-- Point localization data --
Start of Block

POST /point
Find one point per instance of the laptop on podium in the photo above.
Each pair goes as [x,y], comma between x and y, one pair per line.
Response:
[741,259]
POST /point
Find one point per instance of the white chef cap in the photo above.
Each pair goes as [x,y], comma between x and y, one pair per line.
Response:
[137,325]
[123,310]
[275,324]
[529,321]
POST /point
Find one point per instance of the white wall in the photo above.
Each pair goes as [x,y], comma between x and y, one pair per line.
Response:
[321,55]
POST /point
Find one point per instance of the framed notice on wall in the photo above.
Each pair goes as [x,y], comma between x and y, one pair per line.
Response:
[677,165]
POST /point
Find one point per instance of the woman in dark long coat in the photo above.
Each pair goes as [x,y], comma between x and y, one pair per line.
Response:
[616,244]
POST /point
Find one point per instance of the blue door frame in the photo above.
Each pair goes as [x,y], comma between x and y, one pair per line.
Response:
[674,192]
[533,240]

End of Block

-- TASK TO CARRY OUT --
Your reply should consist of all the records, restated exactly.

-- RESULT OF THIS TASK --
POST /point
Find one point per instance of the laptop on podium in the photo above.
Each pair goes as [x,y], comma between x and y, one pair per line.
Response:
[741,259]
POST /point
Find one point per instance of the white chef cap in the photo above.
Each pair goes as [x,y], comma between x and y, one pair per line.
Response:
[137,325]
[123,310]
[275,324]
[529,321]
POST /point
Find one point per instance of the white wall in the photo above.
Each pair goes as [x,y], comma between x and y, one pair per line.
Response:
[321,55]
POST /point
Find one point per instance of the framed notice on wall in the photo above.
Each pair goes as [x,y], comma between x and y, one pair per line.
Response:
[677,165]
POST /point
Find one point per instance of the woman in dark long coat in the photo above.
Each pair goes as [x,y], comma between x and y, one pair per line.
Response:
[616,244]
POST /point
Find one point per instance of the blue door frame in the photo above.
Each pair goes as [x,y], comma between x and y, one pair per line.
Response:
[674,192]
[533,240]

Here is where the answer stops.